In their growth study, Wilkins and Ma (2002) incorporated several student personal factors 
into the model, such as math self-concept, educational aspirations, home resources, peer 
influence, teacher/parent encouragement, exposure to books, and time spent on homework. 
Student factors related to growth differed in middle versus high school. Self-concept had a 
strong effect on middle school growth, whereas educational aspirations effected high school 
growth. Peer influence was related to growth in middle school, but not in high school. 

Finally, Ma and Wilkins (2007) investigated the extent to which math coursework influences 
growth in math achievement from 7 th to 12 th grades. In general, low-level courses had the 
smallest impact on growth, and advanced courses had the largest impact. Coursework effects did 
not systematically bias demographic subgroups. Success (not failure) in prealgebra and algebra 
courses in middle school was important in maintaining future growth in achievement.

* * *

- _To do_:
• 1. Answer these questions about the passage on math achievement growth:
(a) Which student factor had a strong effect on middle school growth?
(b) Which courses had the largest impact on growth in math achievement?
(c) Was peer influence related to growth in middle school, in high school, or in both?
• 2. Resume the passage on math achievement growth after its final sentence.

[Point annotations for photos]
* * *

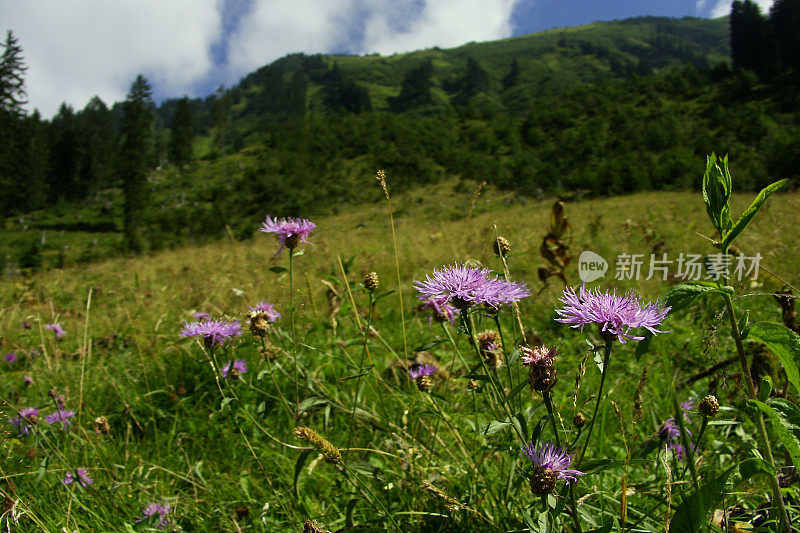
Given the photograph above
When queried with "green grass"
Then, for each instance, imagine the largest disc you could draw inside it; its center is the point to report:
(224, 455)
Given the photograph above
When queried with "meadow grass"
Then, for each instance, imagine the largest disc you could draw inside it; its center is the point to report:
(225, 453)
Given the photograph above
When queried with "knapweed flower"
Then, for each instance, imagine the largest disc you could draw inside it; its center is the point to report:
(213, 331)
(57, 330)
(261, 316)
(25, 420)
(615, 315)
(81, 475)
(290, 231)
(438, 309)
(421, 374)
(234, 369)
(670, 434)
(163, 510)
(541, 361)
(465, 287)
(550, 463)
(61, 416)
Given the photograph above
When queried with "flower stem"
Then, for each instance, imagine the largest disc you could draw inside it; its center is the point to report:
(606, 358)
(766, 449)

* * *

- _Responses_:
• 1.
(a) Self-concept
(b) Advanced courses
(c) Only in middle school

• 2.
Race, Gender, and Mathematics Achievement 

There is a wealth of research on the varying math achievement levels among demographic 
subgroups of students. According to Campbell, Hombo, and Mazzeo (2000), trends in math 
achievement on the National Assessment of Educational Progress (NAEP) over the past three 
decades show that the average math score of White students is higher compared to their African 
American and Hispanic peers. Overall, the gap decreased between 1973 and 1999, but a 
significant difference remains. Research also shows that math scores of students from both 
ethnicities varies by family income status. In a study of urban middle schools, Kinney (2008)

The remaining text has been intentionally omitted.